▶ [TAREFAS A REALIZAR]
• 1. Transcreva fielmente o trecho do excerto citado que começa em "Mamã e Papá, perdoem-me" e termina em "(Rodrigues, pp. 192-193).", incluindo estas últimas palavras.
• 2. Segundo o excerto citado, que nome tem a instância interlocutora explícita do eu narrador?
• 3. Resuma o parágrafo do excerto citado iniciado por "A partir deste excerto acontece a interface", conservando os factos principais.

▶ [EXCERTO CITADO]
────────────────────

A partir deste excerto acontece a interface, uma das características da literatura ficcional, por o eu narrador dirigir-se ao interlocutor privilegiado que não existe, fingindo estar a conversar com alguém. Não é visível a presença do interlocutor, que entretém o eu narrado ao alongar a conversa e, para colocar uma pausa no diálogo, tem que pedir. Assim: "Bem, deixa-me ir ajudar na louça e no jantar”.
Nessa dialéctica, permite-se assinalar a presença implícita do dêitico tu resultante desse desdobramento do eu criando um dialogismo: do eu que fala e do eu (tu) que escuta, isto é, a cisão do ego. No "Diário” de Deolinda, o eu narrador chega a assumir uma posição demiúrgica por saber o que se passa na mente das personagens: "As pessoas adultas que vêm visitar-me no quarto só olham para a panela e o cesto: procuram comida e, coitados, sonham com petiscos. Não lhes passa pela cabeça o facto de haver moambada e feijão na panela, bananas e kikwanga no cesto”.
"Mamã” como instância interlocutoraA instância interlocutora explícita do eu narrador chama-se Mamã, destinatária imaginária criada como uma protectora capaz de ouvir as deprecações confessionais e remir toda a culpa do eu sujeito protagonista, para que o ajude a vigiar-se, a censurar-se, a advertir-se, a inspirar-se e a ser mais contido, sobretudo, a manter-se no caminho dos "punhais” em direcção à "liberdade”. Vejamos a confissão: "A culpa foi minha, pois não devia ter respondido a nenhuma das provocações dele. Esta falta de controlo no papo é que vai dar cabo da minha vida qualquer dia. Preciso manter-me serena e evitar a todo o preço falar sem que seja estritamente necessário. (…)
Mamã e Papá, perdoem-me por esta desonra. Tenho de melhorar” (Rodrigues, pp. 78-79, 82, 84). Podemos observar a "teimosia” exprimida pelo sujeito a partir do seu pensamento mais íntimo. Confronta-se com as suas próprias falhas, admite o erro e pretende que o seu interlocutor Mamã purifique-o da culpa e promete-lhe ser um eu com verbo mais introvertido. O exame de consciência ou estado de espírito exposto em tom confessional é tradicionalmente dirigido à Mamã, ente numinoso capaz de evitar mortes e outras fatalidades indesejáveis junto das suas "4 forças” (Rodrigues, pp. 192-193).

────────────────────

▶ [INFORMAÇÃO FORNECIDA]
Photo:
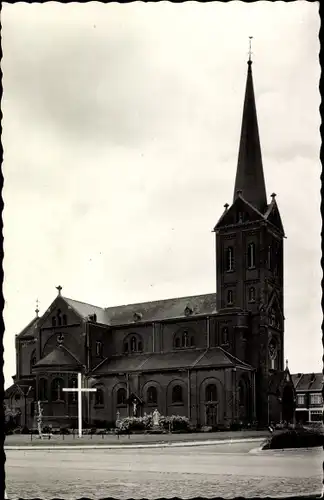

────────────────────

▶ [SOLUÇÕES DOS PROBLEMAS]
• 1.
Mamã e Papá, perdoem-me por esta desonra. Tenho de melhorar” (Rodrigues, pp. 78-79, 82, 84). Podemos observar a "teimosia” exprimida pelo sujeito a partir do seu pensamento mais íntimo. Confronta-se com as suas próprias falhas, admite o erro e pretende que o seu interlocutor Mamã purifique-o da culpa e promete-lhe ser um eu com verbo mais introvertido. O exame de consciência ou estado de espírito exposto em tom confessional é tradicionalmente dirigido à Mamã, ente numinoso capaz de evitar mortes e outras fatalidades indesejáveis junto das suas "4 forças” (Rodrigues, pp. 192-193).

• 2. Chama-se Mamã.

• 3. Dá-se a interface, característica da literatura ficcional: o eu narrador dirige-se a um interlocutor privilegiado que não existe e finge conversar com alguém. A presença desse interlocutor não é visível. Ele entretém o eu narrado ao alongar a conversa. A pausa no diálogo exige um pedido, como em "Bem, deixa-me ir ajudar na louça e no jantar".